- [Task directions] Write out the stretch of the SOCOM article from "Cohen, a senator" through "Operation Prime Chance.", word for word.

- [Text block]
Although US forces successfully completed Operation Urgent Fury in four days, the US special-operations units involved faced many difficulties. The lack of credible intelligence and poor cooperation between units caused casualties and failures.

US special-operations troops took "a disproportionate number" of the casualties, according to Kukielski, and Scholtes later wrote that the mission "came so very close to being a complete disaster."

Urgent Fury was pulled into a debate about the organization of the Pentagon that had begun long before US troops landed in Grenada.

Spurred on by testimony from Scholtes in 1986, lawmakers created US Special Operations Command as a new unified combatant command, led by a four-star commander, to bring the special-operations community together and elevate its status within the Pentagon.

Formally established in 1987, SOCOM, which now oversees JSOC, has been central to many US military operations, but its formation wasn't a given. The Pentagon was lobbying hard against it.

"The Pentagon was waging a frontal and rear assault in opposition to the creation of a special operations command," William Cohen said in the mid-2000s, according to Kukielski's article.

Cohen, a senator at the time who later served secretary of defense, was a namesake of the Nunn-Cohen Amendment that brought SOCOM to life.

Without Scholtes' testimony, SOCOM "might not have happened, or we might have created a command with only two or three stars," Cohen added. "Once he testified on what took place in Grenada — that was the pivotal point."

SOCOM was put to the test for the first time in 1987, when SEALs, Naval Special Warfare Combatant-Craft crewmen, and the Night Stalkers of the 160th SOAR began Operation Prime Chance.

For nearly two years, the American commandos worked to keep Iranian forces from interrupting the movement of oil tankers through the Persian Gulf. The operation was a success and much-needed proof that the military's different special-operations tribes could play together.

Today, the US special-operations community is arguably the most capable in the world. Its rise to the top hasn't been easy, but the lessons learned in Grenada and the operations since then have made it better and more effective.
Site owner    Isaiah 6:8, Psalm 91 
NSDQ      Author of the books: Distant Thunder and Thoren

Offline Flyin6

  • Head cook and bottle washer
  • Administrator
  • *****
  • Posts: 34155
    • View Profile
Re: JSOC, a little history...
« Reply #1 on: June 28, 2023, 12:58:14 PM »

- [Material provided]
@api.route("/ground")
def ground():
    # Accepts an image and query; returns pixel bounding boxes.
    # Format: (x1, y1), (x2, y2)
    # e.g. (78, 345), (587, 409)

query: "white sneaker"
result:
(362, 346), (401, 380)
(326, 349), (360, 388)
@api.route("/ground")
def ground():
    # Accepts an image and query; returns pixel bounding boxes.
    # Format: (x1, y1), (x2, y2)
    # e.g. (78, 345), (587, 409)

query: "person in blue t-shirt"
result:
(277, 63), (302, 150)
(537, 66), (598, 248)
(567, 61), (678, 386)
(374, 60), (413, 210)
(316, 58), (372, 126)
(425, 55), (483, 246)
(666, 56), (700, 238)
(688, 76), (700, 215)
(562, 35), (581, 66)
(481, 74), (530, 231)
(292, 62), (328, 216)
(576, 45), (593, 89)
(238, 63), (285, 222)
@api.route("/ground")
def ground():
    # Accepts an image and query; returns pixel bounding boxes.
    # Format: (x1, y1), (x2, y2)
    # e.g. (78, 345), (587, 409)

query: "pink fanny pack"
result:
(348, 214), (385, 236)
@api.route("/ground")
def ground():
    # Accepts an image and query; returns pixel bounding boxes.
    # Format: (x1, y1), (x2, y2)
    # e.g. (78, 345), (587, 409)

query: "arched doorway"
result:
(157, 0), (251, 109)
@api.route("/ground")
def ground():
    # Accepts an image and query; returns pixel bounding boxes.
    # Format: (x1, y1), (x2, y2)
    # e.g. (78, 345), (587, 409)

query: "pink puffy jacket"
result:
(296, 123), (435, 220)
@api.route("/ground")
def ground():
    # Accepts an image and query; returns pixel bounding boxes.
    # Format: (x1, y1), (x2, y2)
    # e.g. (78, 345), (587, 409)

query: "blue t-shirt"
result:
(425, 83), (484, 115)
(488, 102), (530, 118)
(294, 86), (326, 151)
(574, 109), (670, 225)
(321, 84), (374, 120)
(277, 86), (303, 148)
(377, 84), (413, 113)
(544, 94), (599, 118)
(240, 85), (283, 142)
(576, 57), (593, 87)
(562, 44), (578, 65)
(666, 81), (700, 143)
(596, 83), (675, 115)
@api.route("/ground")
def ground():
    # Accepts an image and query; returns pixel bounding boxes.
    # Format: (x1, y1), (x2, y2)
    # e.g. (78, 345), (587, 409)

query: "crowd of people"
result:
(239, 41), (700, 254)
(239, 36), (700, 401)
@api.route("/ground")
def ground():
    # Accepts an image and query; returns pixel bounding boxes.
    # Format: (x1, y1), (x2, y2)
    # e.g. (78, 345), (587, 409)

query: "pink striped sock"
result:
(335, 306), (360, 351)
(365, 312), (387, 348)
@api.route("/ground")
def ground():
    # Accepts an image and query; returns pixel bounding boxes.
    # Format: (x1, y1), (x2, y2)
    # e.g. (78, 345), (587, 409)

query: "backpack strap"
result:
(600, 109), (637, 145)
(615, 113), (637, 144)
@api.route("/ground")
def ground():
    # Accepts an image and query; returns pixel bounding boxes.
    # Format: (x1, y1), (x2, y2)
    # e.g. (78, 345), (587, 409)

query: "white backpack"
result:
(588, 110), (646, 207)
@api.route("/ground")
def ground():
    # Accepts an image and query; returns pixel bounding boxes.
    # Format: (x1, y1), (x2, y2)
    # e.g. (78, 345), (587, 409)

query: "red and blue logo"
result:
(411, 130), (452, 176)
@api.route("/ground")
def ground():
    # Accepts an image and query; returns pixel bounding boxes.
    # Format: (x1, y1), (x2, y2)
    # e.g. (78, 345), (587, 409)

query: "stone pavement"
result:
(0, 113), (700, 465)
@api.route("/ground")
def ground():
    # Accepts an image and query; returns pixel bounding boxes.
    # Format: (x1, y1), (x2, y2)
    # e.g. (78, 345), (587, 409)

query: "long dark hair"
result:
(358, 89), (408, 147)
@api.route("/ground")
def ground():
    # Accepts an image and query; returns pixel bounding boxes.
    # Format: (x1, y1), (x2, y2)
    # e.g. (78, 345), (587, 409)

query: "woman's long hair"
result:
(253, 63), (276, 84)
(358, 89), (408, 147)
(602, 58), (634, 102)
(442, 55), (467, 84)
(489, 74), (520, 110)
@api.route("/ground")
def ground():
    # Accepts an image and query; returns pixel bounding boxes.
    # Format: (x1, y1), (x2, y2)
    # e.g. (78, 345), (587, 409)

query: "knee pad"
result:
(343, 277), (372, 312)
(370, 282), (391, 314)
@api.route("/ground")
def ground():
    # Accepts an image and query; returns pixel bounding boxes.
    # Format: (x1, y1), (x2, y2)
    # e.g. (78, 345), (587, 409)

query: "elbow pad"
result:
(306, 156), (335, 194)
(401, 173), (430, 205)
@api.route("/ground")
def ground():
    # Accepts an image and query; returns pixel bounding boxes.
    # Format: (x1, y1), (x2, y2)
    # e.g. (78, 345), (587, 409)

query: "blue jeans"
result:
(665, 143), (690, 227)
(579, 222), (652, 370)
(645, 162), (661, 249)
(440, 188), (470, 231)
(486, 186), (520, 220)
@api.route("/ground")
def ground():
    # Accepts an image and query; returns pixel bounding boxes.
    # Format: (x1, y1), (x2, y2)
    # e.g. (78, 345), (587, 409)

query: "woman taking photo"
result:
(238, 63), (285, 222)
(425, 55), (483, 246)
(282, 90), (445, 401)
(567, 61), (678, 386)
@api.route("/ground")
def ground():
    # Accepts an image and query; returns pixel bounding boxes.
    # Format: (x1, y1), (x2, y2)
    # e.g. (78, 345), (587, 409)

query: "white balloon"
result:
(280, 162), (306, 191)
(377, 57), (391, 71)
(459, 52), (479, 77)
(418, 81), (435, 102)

- [Completed exercise]
Cohen, a senator at the time who later served secretary of defense, was a namesake of the Nunn-Cohen Amendment that brought SOCOM to life.

Without Scholtes' testimony, SOCOM "might not have happened, or we might have created a command with only two or three stars," Cohen added. "Once he testified on what took place in Grenada — that was the pivotal point."

SOCOM was put to the test for the first time in 1987, when SEALs, Naval Special Warfare Combatant-Craft crewmen, and the Night Stalkers of the 160th SOAR began Operation Prime Chance.